## PROBLEM TO SOLVE
Locate the line that contains "Would you mind indicating the front door" in the entries below. Retype it and all following lines through the final one, character for character.
══ EXCERPTED DATA
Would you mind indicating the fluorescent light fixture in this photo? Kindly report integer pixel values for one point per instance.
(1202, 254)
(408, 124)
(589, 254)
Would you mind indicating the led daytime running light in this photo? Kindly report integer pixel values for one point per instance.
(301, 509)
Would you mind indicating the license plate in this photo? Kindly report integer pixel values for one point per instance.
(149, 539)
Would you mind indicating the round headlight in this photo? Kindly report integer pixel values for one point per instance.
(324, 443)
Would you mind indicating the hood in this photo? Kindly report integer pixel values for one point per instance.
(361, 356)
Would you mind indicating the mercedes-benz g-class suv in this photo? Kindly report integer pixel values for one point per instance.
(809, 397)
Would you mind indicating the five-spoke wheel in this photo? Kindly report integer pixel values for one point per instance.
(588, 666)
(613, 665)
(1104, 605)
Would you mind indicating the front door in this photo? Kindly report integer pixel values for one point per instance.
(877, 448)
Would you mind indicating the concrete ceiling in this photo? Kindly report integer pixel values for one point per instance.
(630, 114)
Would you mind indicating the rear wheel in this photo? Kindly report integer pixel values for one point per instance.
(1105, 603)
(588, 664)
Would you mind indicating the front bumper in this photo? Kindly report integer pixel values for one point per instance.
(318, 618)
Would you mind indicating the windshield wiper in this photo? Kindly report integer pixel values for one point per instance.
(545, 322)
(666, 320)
════
## TASK RESPONSE
Would you mind indicating the front door in this photo? Kindly report integer pixel values for one point per instance.
(877, 448)
Would you mind indicating the concrete ceiling in this photo? Kindly report integer pixel values for one point per instance.
(630, 114)
Would you mind indicating the rear wheel in this photo? Kindly report integer pixel values for one point per instance.
(1105, 603)
(588, 664)
Would you mind indicating the front bumper in this photo? Kindly report integer pixel values for one point per instance.
(318, 618)
Would you mind indicating the windshield wiper in this photo? Kindly report integer pixel values for one point per instance.
(545, 322)
(666, 320)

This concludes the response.